WHAT YOU ARE ASKED TO DO:
Reproduce word for word the passage of the personal trainer text that begins with "In over 11 years" and ends with "it feels impossible.".

Top of TEXT BLOCK

I’m a certified personal trainer (cPT), and I’d like to say, you are not obligated to profess your exercise or nutrition habits to me in casual conversation or upon first meeting me and hearing what I do for a living. There’s no judgment, and I can assure you all of the feelings about your body and habits, I either feel them too or have at some point in my life.
In over 11 years of personal training, it never fails that when I tell someone what I do for work, they begin to tell me all of the things they are not doing, need to do, plan to do, or used to do when it comes to exercise and eating habits. We all feel like we are not doing enough at some point, but many of us are doing the best we can. We’re all trying to balance our physical and mental health, careers, and relationships, all while trying to filter out negative and unattainable societal pressures. It’s hard; sometimes it feels impossible.
Can I be honest with you?

Bottom of TEXT BLOCK
Top of GIVEN DATA

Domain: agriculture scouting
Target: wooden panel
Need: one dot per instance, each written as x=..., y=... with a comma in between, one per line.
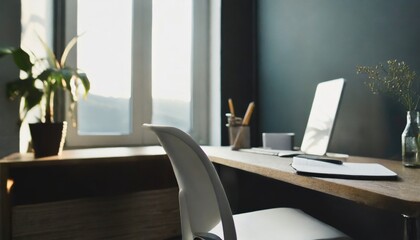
x=142, y=215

Bottom of GIVEN DATA

TASK OUTPUT:
In over 11 years of personal training, it never fails that when I tell someone what I do for work, they begin to tell me all of the things they are not doing, need to do, plan to do, or used to do when it comes to exercise and eating habits. We all feel like we are not doing enough at some point, but many of us are doing the best we can. We’re all trying to balance our physical and mental health, careers, and relationships, all while trying to filter out negative and unattainable societal pressures. It’s hard; sometimes it feels impossible.